# [JOB]
Write out the data again, beginning at the line that contains "Objective — one marker per instance of the wet" and continuing through the end of the data, requests included. Multiply each coordinate in the answers by 1.4 and round it to a whole number, with halves rounded up; all other lines stay unchanged.

BEGIN

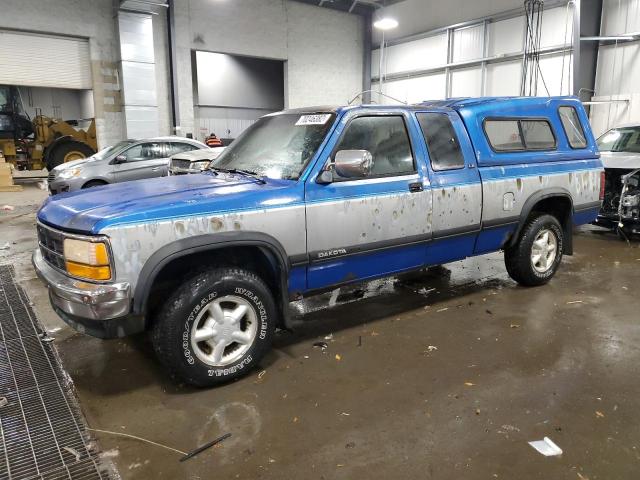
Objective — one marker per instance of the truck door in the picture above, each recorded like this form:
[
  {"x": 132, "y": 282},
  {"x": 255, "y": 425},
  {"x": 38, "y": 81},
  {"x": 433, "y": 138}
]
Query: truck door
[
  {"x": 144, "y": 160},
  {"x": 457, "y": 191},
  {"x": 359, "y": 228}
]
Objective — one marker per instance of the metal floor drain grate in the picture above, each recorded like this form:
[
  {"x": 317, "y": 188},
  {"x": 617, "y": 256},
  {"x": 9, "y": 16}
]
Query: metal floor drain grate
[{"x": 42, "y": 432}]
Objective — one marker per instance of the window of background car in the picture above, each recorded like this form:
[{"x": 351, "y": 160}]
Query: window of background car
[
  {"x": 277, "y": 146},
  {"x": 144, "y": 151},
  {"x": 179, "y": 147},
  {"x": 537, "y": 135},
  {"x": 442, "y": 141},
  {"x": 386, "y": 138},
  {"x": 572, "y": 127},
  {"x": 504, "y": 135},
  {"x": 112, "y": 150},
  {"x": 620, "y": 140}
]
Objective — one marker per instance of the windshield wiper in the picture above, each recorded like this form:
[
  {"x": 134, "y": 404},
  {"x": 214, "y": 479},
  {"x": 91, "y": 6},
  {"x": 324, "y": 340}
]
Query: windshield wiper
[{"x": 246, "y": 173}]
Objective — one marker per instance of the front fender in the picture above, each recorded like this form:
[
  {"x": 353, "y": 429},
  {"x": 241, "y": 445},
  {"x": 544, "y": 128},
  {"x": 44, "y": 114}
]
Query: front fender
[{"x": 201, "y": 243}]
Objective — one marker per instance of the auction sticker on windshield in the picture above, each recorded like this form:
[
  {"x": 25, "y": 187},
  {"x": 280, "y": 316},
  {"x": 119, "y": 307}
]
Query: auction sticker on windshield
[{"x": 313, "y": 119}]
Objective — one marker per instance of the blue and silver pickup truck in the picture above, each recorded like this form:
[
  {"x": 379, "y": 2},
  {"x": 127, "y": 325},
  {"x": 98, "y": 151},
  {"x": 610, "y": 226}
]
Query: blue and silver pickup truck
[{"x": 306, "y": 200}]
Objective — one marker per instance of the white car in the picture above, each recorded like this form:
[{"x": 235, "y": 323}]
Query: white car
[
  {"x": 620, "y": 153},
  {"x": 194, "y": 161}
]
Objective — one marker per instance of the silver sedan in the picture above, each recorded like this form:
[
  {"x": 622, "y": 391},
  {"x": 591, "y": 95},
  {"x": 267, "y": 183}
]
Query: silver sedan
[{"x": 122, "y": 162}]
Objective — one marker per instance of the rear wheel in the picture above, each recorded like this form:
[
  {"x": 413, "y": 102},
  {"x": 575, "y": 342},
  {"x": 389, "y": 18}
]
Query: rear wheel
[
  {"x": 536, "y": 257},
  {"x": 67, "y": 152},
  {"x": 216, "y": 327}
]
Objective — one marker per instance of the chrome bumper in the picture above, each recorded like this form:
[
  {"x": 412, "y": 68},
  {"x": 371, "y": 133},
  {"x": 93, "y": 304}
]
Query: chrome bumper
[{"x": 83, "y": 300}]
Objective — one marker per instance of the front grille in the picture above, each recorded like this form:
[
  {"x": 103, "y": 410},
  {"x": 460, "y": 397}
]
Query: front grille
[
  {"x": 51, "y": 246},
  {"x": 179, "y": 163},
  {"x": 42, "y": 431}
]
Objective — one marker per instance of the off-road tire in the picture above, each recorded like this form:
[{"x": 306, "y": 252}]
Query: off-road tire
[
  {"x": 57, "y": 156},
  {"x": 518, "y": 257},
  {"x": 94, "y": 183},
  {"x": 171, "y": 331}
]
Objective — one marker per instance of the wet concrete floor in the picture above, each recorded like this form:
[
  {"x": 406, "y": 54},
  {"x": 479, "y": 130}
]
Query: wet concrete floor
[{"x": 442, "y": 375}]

END

# [PROBLEM SOLUTION]
Objective — one marker per instance of the wet concrete floor in the picture above, each recorded like this form:
[
  {"x": 406, "y": 54},
  {"x": 479, "y": 130}
]
Query: wet concrete floor
[{"x": 619, "y": 525}]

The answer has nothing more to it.